WHAT THIS TASK INVOLVES: Keeping each line intact, print the whole listing.

★ ★ ★

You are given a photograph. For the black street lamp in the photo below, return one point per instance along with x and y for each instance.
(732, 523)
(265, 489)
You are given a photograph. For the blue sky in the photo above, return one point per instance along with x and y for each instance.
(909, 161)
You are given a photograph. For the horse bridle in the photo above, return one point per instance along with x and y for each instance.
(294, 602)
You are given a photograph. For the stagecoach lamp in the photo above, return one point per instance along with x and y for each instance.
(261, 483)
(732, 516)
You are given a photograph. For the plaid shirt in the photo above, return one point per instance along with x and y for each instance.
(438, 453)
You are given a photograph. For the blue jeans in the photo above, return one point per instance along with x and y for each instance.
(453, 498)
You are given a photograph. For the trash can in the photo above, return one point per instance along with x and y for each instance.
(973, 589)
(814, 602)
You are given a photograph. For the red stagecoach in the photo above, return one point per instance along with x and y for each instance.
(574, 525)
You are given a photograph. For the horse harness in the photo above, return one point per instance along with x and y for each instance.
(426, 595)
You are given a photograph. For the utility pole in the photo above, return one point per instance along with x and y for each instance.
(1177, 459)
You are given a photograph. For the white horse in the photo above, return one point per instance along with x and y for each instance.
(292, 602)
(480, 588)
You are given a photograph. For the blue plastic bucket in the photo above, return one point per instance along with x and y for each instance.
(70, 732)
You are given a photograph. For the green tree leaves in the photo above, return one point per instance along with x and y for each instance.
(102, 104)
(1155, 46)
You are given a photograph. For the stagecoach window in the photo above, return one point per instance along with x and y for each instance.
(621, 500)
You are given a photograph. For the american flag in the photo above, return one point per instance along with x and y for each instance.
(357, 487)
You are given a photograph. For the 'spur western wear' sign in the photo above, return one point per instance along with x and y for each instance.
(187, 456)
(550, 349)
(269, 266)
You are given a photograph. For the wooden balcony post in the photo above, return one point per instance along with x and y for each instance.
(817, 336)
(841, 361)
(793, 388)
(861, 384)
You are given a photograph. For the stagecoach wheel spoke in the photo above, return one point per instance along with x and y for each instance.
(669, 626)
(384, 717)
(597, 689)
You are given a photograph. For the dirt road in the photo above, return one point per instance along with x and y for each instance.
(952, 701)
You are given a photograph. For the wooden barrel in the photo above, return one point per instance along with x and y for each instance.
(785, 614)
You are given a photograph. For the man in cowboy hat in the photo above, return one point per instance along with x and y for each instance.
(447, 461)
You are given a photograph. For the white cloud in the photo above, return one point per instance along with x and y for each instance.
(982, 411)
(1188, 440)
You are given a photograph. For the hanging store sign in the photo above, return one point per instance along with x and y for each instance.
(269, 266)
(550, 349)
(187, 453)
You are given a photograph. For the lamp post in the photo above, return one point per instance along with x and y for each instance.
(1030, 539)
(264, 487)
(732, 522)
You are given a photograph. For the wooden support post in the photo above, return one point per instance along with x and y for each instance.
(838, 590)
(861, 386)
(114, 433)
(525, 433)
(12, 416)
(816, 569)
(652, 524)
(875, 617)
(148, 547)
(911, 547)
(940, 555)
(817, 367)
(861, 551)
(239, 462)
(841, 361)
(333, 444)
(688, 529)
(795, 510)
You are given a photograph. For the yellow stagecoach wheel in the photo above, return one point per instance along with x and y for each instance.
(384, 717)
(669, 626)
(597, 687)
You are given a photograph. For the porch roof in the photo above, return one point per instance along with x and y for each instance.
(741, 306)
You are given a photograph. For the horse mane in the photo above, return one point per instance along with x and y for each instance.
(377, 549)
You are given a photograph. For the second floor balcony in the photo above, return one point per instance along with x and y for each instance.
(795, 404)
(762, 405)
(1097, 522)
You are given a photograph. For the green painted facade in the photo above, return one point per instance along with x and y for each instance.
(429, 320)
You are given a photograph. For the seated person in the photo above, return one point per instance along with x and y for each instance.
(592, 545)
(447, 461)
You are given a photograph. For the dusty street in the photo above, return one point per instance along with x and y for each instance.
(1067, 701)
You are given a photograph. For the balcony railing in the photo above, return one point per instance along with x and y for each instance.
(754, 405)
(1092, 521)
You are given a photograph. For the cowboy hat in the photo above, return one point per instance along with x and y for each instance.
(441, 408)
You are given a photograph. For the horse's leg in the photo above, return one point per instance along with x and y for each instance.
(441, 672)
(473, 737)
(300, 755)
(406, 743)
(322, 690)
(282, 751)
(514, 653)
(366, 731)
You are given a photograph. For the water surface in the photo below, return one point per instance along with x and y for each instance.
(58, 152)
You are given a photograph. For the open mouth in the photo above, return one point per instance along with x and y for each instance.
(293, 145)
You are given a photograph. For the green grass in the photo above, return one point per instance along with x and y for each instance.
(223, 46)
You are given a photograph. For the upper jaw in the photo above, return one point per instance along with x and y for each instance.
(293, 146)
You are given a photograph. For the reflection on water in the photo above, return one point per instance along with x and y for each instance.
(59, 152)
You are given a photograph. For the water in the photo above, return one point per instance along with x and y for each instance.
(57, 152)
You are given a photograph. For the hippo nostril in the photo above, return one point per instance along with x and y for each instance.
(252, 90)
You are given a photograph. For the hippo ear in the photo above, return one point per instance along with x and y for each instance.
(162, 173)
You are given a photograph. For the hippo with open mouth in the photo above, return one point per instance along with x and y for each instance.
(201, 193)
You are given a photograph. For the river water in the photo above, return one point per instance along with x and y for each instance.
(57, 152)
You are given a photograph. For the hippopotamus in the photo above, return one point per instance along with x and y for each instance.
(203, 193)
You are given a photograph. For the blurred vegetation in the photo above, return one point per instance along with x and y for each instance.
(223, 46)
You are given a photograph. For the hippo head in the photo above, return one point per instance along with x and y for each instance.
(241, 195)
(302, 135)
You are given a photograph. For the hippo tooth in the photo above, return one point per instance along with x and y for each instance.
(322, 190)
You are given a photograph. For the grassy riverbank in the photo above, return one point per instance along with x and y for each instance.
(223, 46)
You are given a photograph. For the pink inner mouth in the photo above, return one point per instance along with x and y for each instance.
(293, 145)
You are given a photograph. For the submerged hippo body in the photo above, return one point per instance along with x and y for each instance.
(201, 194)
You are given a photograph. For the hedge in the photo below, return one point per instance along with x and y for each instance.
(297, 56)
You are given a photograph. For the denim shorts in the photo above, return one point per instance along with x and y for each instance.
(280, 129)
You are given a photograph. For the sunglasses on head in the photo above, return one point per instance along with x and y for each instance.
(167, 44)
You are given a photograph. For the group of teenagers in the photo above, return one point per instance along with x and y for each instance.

★ ★ ★

TASK ANSWER:
You are given a photograph. For the black street lamp in the photo below, return one point per instance along with x and y for each instance.
(732, 523)
(265, 489)
You are given a photograph. For the blue sky in the photo above, return one point per instance along with x and y for each instance.
(909, 161)
You are given a photograph. For the horse bridle in the photo above, return one point per instance along with x and y for each instance.
(294, 602)
You are given a photograph. For the stagecoach lamp in the photo above, return one point per instance along with x and y for each instance.
(261, 483)
(732, 516)
You are given a photograph. For the plaid shirt in the photo above, return one point per instance along with x and y for each instance.
(438, 453)
You are given a photograph. For the blue jeans in the photo above, return one point per instance along with x and y for each instance.
(453, 498)
You are given a photograph. For the trash can in the photo above, return one point per instance along with x and y for each instance.
(973, 589)
(814, 602)
You are given a photograph. For the red stagecoach in the photo above, return one point per instance along with x and y for each instance.
(574, 525)
You are given a photograph. For the horse harness in the photo above, return one point per instance along with x and y for each instance.
(426, 595)
You are given a photograph. For the utility pole in the photo above, return one point per instance along with x and y for each instance.
(1177, 459)
You are given a photograph. For the white horse in the photo above, return one point per instance along with x and y for each instance.
(292, 602)
(480, 588)
You are given a photograph. For the blue plastic bucket in the photo above, return one point per instance along with x and y for each instance.
(70, 732)
You are given a photograph. For the green tree leaves in the photo above, return one point per instance along with x and y for each instance.
(102, 104)
(1155, 46)
You are given a photograph. For the stagecoach window in the photo above, return one point per instance along with x and y for each instance.
(621, 500)
You are given a photograph. For the american flag in the photo above, return one point per instance along with x and y for each instance.
(357, 487)
You are given a photograph. For the 'spur western wear' sign in the photo above, return one point per instance along with x and y for each instance.
(187, 456)
(550, 349)
(269, 266)
You are given a photograph. For the wooden balcony post in the photo above, return one point per instance along with x and y for each instance.
(817, 336)
(841, 361)
(793, 388)
(861, 384)
You are given a photograph. For the stagecoach wheel spoke in the photo above, return one point per instance along with x and y for each instance.
(669, 626)
(384, 717)
(597, 689)
You are given a photograph. For the dirt road in the photo above, return one point per instance along with x and y for each instance.
(952, 701)
You are given a photograph. For the wooden barrel in the photo above, return one point per instance along with x and y for each instance.
(785, 614)
You are given a photograph. For the man in cowboy hat in the photo above, return one point per instance along with x and y for each instance.
(447, 461)
You are given a photograph. For the white cloud in the photo above, return one point per instance along with x and y for each instance.
(982, 411)
(1188, 440)
You are given a photograph. For the hanging store sign in the photo above, return one point per instance along with x and y for each instance.
(269, 266)
(550, 349)
(187, 453)
You are given a photograph. For the lamp post in the photo above, return one point per instance along with x and y for each instance.
(1030, 539)
(264, 487)
(732, 522)
You are given a photograph. For the wooden support post in the photo above, return one point per instance along with x and y for each instance.
(838, 590)
(861, 386)
(114, 433)
(525, 433)
(12, 416)
(816, 569)
(652, 524)
(875, 617)
(148, 547)
(911, 547)
(940, 555)
(817, 367)
(861, 551)
(239, 462)
(841, 361)
(333, 444)
(688, 529)
(795, 510)
You are given a photograph. For the yellow stagecoach wheel in the photo above, return one point per instance along with x and y for each instance.
(384, 717)
(669, 626)
(597, 687)
You are given a photograph. For the porch roof in the photo above, return one point per instance along with x and y for each instance.
(741, 306)
You are given a photograph. For the horse mane in the photo above, return one point per instance along with x and y for each instance.
(377, 549)
You are given a photograph. For the second floor balcony in the photo above, return one point per instance along with x and y for each instance.
(795, 404)
(762, 405)
(1097, 522)
You are given a photograph. For the green painted facade in the photo above, return one point per instance along with x and y for each instance.
(429, 320)
You are given a photograph. For the seated person in the photo above, return one point per instance along with x and y for each instance.
(592, 545)
(447, 461)
You are given a photograph. For the dusty street in the photo above, return one point per instance along with x and y for each instance.
(1067, 701)
You are given a photograph. For the balcony railing in the photo above, return one point per instance along with x and y for each instance.
(754, 405)
(1092, 521)
You are given a photograph. For the cowboy hat in the photo above, return one point per instance along with x and y for each instance.
(441, 408)
You are given a photograph. For the horse's leg in the photo above, return one point per instance along with x and y for each instance.
(441, 672)
(473, 737)
(300, 755)
(406, 743)
(322, 690)
(282, 751)
(514, 653)
(366, 731)
You are given a photograph. For the water surface in the photo below, return one point per instance along with x and y for each instance.
(58, 152)
You are given a photograph. For the open mouth in the photo above, return one point per instance along with x and y for each instance.
(293, 145)
You are given a photograph. For the green grass in the photo above, return one point per instance along with x and y for each instance.
(223, 46)
You are given a photograph. For the upper jaw in the photo above, return one point per instance along with x and y for each instance.
(293, 146)
You are given a photograph. For the reflection on water in the photo above, return one point per instance along with x and y for each instance.
(59, 152)
You are given a photograph. For the water in the photo above, return one point per instance along with x and y for each instance.
(57, 152)
You are given a photograph. For the hippo nostril in the photo above, return one point per instance along with x and y for each instance.
(252, 90)
You are given a photograph. For the hippo ear in the photo above, return one point per instance along with x and y for each instance.
(162, 173)
You are given a photograph. For the hippo with open mouth in the photo above, return one point per instance along with x and y for each instance.
(201, 193)
You are given a photograph. For the river water in the photo above, return one point per instance along with x and y for each instance.
(57, 152)
You are given a photograph. For the hippopotamus in the photo above, return one point per instance along with x and y for each instance.
(203, 193)
You are given a photograph. For the blurred vegetation in the photo above, return one point per instance along with x and y for each instance.
(223, 46)
You are given a photograph. For the hippo head in the photo above, return one point per instance along with x and y for each instance.
(241, 195)
(302, 135)
You are given a photograph. For the hippo tooth in the photo above, return one point per instance along with x and y for each instance.
(322, 190)
You are given a photograph. For the grassy riverbank in the photo above, return one point per instance along with x and y for each instance.
(223, 46)
You are given a photograph. For the pink inner mouth in the photo above, return one point per instance along with x and y for each instance.
(293, 145)
You are given a photograph. For the submerged hippo body in the photo above, return one point per instance along with x and y for each instance.
(201, 194)
You are given a photograph. For the hedge in the photo below, return one point per instance along with x and y for each instance.
(297, 56)
You are given a photograph. For the denim shorts in the photo above, return one point per instance along with x and y for each instance.
(280, 129)
You are given a photograph. For the sunglasses on head in the photo above, return one point per instance along with x and y for each instance.
(167, 44)
You are given a photograph. For the group of teenagers in the photo above, return one point per instance along with x and y for each instance.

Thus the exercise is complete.